Objectif A: Selon le texte sur les noms d'oiseaux, de quel siècle date l'habitude de se donner des noms d'oiseaux ?
Objectif B: Recopiez un morceau du texte sur les noms d'oiseaux : partez des mots « D’après les dictionnaires » et arrêtez-vous après « enfin leur envol. ».
Objectif C: Écrivez la suite du texte sur les noms d'oiseaux, à partir de l'endroit où il s'arrête.

Passage extrait:
····················

Voici un jeu qui vous régalera si vous avez fait le tour du mikado et des petits
chevaux (1). Prenez nos cinq voyelles. Cinq c’est beaucoup : ajoutez un « S »…
Touillez en faisant revenir à feu doux. Étalez promptement sur une surface que vous
aurez préparée à cet effet. Touillez encore obstinément jusqu’à obtenir le mot
« OISEAU » (2).
Aujourd’hui l’altercation est un mode de communication privilégié. Échanger des
noms d’oiseaux est une activité très prisée. Souvent gratuite à plus d’un titre.
Si vous êtes une femme vous connaissez les noms d’oiseaux qui vous
correspondent le mieux : bécasse, buse (triple buse si votre interlocuteur a de gros
moyens), poule mouillée ou même grue, dinde, autruche, oie blanche…
Pour un homme, il y a tout autant de choix : vautour, corbeau, pigeon, rapace, butor.
Attention, butor est vieillot (3). À réserver à un vieil oncle ou à un rustre dans la force de l’âge. Inutilisable dans les collèges où l’on trouve plutôt des perdreaux de l’année
et des têtes de linotte (4).
De quel droit sommes-nous si sévères avec ces innocents volatiles pour ainsi les
comparer aux abrutis qui nous entourent ?
D’après les dictionnaires historiques se donner des noms d’oiseaux ne date que du
XIXème siècle. On imagine la difficulté de nos ancêtres quand ils souhaitaient se
mépriser les uns les autres. C’est cette carence en noms d’oiseaux qui a conduit
certains, à leur corps défendant, à puiser dans les parties vulgaires de leur anatomie
pour survivre à la pénurie (5). Ainsi sont nés couillon, connard, trou du cul et d’autres
qualificatifs abjects avant que les noms d’oiseaux prennent enfin leur envol.

····················

Données enregistrées:
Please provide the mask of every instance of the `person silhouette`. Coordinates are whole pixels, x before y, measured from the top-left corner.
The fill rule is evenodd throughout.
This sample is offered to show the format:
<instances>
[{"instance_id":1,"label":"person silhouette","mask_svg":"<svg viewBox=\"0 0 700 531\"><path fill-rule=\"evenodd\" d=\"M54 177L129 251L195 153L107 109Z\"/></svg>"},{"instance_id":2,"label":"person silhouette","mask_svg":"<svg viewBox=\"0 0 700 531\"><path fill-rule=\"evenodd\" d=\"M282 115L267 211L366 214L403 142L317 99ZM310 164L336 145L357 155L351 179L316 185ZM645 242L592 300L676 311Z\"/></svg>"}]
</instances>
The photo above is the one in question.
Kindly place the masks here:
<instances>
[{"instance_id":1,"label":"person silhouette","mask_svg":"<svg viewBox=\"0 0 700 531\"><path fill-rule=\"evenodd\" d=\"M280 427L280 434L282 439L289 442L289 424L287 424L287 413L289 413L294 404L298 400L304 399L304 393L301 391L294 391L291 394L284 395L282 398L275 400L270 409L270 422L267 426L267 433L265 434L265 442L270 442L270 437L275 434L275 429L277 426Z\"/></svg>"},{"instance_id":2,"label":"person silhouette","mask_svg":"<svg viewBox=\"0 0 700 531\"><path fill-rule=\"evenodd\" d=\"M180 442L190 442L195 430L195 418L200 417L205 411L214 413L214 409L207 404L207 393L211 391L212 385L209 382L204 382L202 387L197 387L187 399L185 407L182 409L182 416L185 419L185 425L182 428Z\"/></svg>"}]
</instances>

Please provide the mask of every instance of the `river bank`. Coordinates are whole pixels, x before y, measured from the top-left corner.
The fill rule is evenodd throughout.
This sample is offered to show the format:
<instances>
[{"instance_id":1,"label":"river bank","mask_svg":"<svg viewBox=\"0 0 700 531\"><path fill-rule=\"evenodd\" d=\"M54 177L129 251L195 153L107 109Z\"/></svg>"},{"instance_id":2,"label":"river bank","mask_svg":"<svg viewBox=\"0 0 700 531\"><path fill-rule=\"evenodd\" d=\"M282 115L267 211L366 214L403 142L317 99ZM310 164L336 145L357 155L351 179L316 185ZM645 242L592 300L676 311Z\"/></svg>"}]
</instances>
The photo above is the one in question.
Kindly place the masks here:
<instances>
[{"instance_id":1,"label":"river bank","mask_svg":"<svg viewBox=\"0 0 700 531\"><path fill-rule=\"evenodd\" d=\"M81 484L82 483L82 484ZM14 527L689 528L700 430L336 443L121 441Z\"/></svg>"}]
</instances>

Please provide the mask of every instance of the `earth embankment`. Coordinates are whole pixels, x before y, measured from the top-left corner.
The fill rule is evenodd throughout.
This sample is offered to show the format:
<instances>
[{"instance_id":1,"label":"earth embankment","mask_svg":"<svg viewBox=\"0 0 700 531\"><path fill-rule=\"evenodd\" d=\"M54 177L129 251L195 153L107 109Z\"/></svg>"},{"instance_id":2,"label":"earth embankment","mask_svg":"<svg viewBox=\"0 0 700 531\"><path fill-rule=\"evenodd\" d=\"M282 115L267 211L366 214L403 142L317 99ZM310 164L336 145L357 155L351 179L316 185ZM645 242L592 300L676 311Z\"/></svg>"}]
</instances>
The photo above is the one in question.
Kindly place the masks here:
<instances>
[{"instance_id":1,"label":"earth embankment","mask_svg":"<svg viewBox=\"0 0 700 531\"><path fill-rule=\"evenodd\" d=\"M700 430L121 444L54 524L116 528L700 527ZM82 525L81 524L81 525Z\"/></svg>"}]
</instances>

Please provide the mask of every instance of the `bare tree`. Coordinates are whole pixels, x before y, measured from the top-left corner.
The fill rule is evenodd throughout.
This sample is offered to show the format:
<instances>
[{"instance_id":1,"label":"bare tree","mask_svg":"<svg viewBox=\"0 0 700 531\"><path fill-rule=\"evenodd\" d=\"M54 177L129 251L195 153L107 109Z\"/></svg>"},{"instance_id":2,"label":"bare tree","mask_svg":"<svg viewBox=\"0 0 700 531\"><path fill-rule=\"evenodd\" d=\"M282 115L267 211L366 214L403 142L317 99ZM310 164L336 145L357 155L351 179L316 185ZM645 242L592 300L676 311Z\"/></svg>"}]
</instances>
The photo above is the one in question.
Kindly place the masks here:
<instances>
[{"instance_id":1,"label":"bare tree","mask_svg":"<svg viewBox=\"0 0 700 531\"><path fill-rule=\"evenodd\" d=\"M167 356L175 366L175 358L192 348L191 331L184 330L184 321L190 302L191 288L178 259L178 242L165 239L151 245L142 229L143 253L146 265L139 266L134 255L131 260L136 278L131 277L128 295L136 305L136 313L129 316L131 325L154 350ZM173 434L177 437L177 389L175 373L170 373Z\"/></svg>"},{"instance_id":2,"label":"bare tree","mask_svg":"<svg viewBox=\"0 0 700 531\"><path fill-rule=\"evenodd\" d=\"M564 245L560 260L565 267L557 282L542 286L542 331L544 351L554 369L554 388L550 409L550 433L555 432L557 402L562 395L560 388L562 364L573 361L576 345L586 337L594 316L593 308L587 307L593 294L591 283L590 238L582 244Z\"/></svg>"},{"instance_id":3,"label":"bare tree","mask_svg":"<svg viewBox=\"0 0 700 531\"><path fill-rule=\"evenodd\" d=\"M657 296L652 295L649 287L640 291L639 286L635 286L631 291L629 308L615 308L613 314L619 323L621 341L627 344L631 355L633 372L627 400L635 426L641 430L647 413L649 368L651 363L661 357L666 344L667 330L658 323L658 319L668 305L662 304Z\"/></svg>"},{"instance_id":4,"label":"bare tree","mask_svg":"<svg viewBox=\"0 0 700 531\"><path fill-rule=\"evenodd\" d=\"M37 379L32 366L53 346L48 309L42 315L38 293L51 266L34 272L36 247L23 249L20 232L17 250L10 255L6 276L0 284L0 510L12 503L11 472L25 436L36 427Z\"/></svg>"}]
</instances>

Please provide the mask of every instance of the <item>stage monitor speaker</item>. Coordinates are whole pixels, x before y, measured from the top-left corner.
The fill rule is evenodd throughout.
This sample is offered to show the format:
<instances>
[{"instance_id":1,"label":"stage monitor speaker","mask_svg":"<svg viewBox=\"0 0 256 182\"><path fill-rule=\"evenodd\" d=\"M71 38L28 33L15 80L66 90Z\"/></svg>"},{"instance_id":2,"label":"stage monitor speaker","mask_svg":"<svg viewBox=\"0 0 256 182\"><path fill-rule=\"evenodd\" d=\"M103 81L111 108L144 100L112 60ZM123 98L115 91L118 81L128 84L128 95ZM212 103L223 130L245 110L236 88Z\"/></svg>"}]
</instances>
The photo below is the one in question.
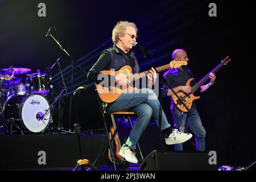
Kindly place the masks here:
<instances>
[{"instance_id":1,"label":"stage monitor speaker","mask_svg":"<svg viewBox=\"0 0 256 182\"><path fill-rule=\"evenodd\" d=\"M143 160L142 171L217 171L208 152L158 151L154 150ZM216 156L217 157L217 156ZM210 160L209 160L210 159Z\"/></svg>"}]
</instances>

····················

Réponse rédigée A: Elle ne date que du XIXème siècle, d'après les dictionnaires historiques.

Réponse rédigée B:
D’après les dictionnaires historiques se donner des noms d’oiseaux ne date que du
XIXème siècle. On imagine la difficulté de nos ancêtres quand ils souhaitaient se
mépriser les uns les autres. C’est cette carence en noms d’oiseaux qui a conduit
certains, à leur corps défendant, à puiser dans les parties vulgaires de leur anatomie
pour survivre à la pénurie (5). Ainsi sont nés couillon, connard, trou du cul et d’autres
qualificatifs abjects avant que les noms d’oiseaux prennent enfin leur envol.

Réponse rédigée C:
Décidément ceux qui prétendent à longueur de temps que c’était mieux avant ont un
fameux toupet.

Notes pour éclairer ce texte.

(1)- En novembre 1987, François Mitterrand critique une fois encore Jacques Chirac.
Celui-ci lui répond distinctement et avec distinction : « ça m’en touche une sans faire
bouger l’autre ». C’est le principe même du mikado pourtant bien antérieur à la
chiraquie puisqu’il date du Vème siècle avant J.C. alors que Jacques Chirac est né
en novembre 1932 dans le 5-ème arrondissement de Paris pour ceux qui
connaissent. Et donc bien loin à vol d’oiseau de l’Inde et du bouddhisme où -selon
les historiens- est né le mikado.
Le jeu des petits chevaux s’est longtemps appelé jeu de dada mais ce nom s’est
heurté de plein fouet à une connotation sexuelle qui faisait doublon et qui le rendait
mal pratique chez les enfants. Aussi on opta plus sobrement pour le jeu des « petits
chevaux ». Mais les règles sont les mêmes.

(2)- Le mot « oiseau » a la particularité unique de se déployer avec toutes nos
voyelles d’un coup d’un seul (2 bis). Toutes si l’on excepte le i grec (ou le y pour les
puristes) qui dans notre panier de voyelles donne quand même l’impression d’un
intrus. Je sais que vous pensez comme moi.
D’ailleurs Y est une voyelle bien surfaite. Car elle peut être une semi-consonne si
son environnement s’y prête. En début de mot : ypérite, ou entre deux consonnes :
cycliste le Y est une voyelle. Mais en début de mot et devant une voyelle le Y est une
semi-consonne : yoga. C’est à en perdre son latin…ou sa zénitude !
Si je vous ennuie n’hésitez pas à me dire.

(2bis)- « Ouïe » n’est pas mal non plus, j’entends bien, mais il manque quand même
le A.

(3)- Le butor date de la fin du XIIème siècle. Formé sur butio et taurus en latin c’est-
à-dire buse et taureau. Le mot est désuet. Après avoir hésité cinq siècles on en a tiré
un féminin, butorde en 1694. Mais le mot encore plus archaïque s’est mal vendu et
s’est très vite perdu. On ne le retrouve plus guère qu’égaré dans des rubriques
comtoises.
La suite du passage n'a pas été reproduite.